Work request: Range to reproduce from the entries below: the line with "TARGET = field of crops", the line with "INSTRUCTION = locate a point on each instance of the sun", and every line in between. Give them exactly and give nothing else.

Data records:

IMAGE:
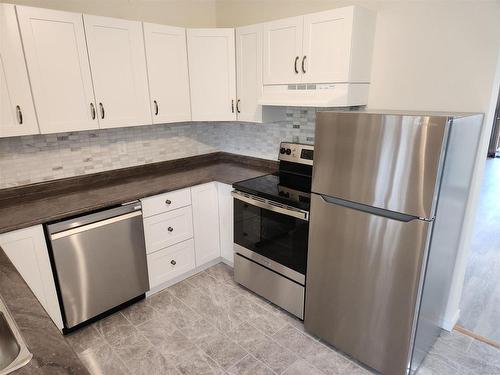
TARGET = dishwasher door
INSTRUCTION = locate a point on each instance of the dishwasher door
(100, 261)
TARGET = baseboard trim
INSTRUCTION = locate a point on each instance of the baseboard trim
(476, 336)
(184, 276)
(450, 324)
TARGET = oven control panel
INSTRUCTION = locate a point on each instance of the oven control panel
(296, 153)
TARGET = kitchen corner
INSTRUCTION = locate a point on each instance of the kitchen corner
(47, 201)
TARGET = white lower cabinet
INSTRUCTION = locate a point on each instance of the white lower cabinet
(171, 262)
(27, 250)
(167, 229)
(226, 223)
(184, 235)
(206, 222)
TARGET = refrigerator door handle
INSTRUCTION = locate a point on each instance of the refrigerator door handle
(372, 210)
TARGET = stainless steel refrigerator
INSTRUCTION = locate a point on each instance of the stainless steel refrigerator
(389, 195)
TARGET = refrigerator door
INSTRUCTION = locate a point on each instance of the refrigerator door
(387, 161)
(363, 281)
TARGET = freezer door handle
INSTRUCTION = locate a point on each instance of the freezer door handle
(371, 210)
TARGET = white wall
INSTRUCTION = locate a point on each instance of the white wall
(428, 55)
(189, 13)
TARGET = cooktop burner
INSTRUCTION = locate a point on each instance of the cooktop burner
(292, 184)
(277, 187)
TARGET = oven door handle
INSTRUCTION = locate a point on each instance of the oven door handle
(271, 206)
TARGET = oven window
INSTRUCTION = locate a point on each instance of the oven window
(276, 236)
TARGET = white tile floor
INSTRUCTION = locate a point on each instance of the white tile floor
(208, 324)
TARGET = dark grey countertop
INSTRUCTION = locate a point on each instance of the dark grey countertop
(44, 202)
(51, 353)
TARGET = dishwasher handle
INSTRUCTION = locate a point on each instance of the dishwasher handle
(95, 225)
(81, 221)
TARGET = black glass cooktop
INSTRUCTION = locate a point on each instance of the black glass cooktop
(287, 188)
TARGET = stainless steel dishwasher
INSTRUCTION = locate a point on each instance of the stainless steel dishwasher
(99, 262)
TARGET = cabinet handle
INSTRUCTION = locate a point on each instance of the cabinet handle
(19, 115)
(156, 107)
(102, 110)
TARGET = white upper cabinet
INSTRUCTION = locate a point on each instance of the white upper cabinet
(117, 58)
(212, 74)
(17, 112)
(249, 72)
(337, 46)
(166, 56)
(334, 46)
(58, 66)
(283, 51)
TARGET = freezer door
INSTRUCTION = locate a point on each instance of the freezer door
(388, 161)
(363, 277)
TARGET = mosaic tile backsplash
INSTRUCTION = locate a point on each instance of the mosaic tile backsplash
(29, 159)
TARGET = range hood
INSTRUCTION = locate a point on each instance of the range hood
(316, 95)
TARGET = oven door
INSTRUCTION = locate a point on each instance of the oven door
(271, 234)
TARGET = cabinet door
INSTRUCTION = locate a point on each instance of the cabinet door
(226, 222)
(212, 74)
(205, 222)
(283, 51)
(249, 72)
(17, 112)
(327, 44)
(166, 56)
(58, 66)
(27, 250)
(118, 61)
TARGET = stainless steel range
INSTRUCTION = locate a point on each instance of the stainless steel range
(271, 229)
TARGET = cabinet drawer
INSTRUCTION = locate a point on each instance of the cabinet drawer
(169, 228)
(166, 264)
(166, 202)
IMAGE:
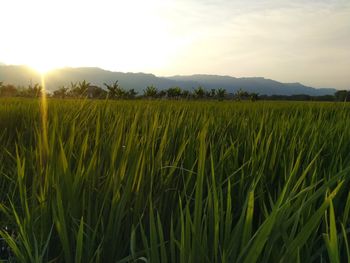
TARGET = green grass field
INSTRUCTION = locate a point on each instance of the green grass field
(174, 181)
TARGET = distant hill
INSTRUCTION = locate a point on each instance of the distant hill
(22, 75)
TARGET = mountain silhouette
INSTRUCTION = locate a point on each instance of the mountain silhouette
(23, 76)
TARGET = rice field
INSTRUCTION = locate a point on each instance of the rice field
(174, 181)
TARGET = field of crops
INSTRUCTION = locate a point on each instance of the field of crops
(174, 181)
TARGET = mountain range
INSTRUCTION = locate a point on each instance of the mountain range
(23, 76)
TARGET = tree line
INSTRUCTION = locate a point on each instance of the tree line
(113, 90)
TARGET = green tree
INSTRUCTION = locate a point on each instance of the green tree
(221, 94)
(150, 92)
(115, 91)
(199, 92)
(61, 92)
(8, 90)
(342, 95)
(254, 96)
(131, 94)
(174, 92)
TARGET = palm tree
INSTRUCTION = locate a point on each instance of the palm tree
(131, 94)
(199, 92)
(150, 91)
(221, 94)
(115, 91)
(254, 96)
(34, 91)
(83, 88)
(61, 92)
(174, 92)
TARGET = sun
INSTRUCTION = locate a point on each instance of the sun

...

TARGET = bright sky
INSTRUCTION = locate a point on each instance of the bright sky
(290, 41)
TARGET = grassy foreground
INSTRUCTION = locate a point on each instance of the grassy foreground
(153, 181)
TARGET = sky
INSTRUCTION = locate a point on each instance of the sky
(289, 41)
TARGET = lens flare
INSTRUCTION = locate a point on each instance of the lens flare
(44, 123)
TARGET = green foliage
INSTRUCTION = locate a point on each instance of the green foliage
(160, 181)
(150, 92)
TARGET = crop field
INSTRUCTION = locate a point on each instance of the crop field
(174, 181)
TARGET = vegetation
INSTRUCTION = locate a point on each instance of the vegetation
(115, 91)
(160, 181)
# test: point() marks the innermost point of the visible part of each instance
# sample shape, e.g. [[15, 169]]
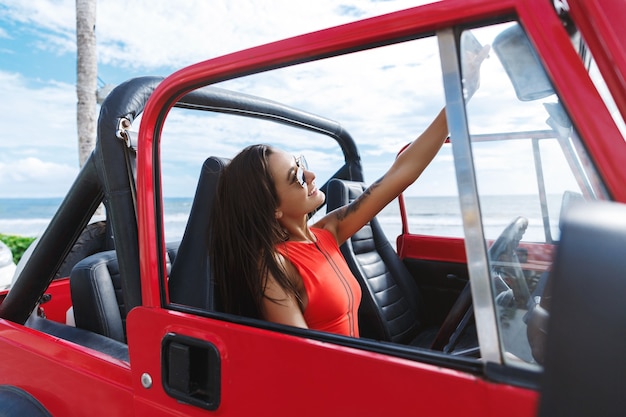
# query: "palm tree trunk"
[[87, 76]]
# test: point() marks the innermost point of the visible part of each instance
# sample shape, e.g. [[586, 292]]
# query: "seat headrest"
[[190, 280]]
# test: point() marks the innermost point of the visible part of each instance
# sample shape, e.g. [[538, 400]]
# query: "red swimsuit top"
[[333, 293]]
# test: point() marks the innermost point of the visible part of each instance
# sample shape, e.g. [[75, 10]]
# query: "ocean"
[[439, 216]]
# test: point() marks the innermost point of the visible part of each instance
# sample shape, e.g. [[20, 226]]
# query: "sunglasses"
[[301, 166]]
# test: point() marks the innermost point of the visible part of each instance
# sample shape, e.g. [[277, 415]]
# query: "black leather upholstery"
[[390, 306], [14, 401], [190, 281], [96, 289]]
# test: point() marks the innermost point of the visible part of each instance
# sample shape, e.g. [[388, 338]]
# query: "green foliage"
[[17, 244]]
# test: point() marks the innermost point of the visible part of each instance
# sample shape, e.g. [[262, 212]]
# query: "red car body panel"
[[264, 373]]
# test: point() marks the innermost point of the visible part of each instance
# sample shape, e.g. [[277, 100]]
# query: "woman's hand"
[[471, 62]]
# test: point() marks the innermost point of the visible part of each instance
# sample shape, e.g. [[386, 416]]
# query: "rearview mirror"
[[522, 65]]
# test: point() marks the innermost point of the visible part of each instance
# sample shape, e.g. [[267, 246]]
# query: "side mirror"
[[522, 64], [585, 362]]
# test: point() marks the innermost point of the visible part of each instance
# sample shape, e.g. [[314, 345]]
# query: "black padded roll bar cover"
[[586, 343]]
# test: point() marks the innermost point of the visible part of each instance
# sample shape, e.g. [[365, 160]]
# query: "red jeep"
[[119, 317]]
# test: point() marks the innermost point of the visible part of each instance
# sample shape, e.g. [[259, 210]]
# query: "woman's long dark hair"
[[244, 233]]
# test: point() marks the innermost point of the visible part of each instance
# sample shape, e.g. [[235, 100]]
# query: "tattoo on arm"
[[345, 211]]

---

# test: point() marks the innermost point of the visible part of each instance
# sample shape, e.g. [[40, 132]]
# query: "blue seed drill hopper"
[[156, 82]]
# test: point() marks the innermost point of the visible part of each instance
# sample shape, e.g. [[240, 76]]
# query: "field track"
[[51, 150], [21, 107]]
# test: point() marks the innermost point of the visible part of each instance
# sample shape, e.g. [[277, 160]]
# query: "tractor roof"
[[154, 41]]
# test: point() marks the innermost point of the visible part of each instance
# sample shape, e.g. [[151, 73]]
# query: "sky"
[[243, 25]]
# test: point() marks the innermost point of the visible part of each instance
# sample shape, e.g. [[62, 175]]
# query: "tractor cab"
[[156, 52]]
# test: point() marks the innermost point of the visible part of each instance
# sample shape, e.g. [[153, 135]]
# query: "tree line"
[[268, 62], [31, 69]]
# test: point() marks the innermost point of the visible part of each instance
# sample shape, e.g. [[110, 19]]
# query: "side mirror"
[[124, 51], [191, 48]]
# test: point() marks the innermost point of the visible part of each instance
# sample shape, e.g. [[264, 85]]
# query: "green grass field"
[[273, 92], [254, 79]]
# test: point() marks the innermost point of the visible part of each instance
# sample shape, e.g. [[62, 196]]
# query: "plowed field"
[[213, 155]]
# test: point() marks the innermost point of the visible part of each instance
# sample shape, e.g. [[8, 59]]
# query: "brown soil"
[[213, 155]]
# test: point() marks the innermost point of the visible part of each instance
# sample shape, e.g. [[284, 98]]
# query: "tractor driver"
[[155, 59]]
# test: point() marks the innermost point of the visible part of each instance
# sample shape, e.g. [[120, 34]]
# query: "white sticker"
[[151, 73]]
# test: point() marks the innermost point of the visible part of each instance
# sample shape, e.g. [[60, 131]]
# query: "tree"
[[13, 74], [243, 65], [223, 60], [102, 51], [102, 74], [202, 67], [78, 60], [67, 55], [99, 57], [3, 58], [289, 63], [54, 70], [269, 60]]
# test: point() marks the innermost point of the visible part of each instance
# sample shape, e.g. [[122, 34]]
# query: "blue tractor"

Exercise answer:
TARGET = field of crops
INSTRUCTION = locate a point on each instance of the field of crops
(174, 181)
TARGET = mountain range
INSTRUCTION = locate a point on each instance of the mountain range
(23, 76)
TARGET = tree line
INSTRUCTION = locate a point on each instance of the tree line
(113, 90)
TARGET = green tree
INSTRUCTION = locate a point on each instance of the green tree
(221, 94)
(150, 92)
(115, 91)
(199, 92)
(61, 92)
(8, 90)
(342, 95)
(254, 96)
(131, 94)
(174, 92)
TARGET = palm tree
INSTRUCTION = locate a point on each instance of the palm tree
(131, 94)
(199, 92)
(150, 91)
(221, 94)
(115, 91)
(254, 96)
(34, 91)
(83, 88)
(61, 92)
(174, 92)
TARGET = sun
INSTRUCTION = locate a point on each instance of the sun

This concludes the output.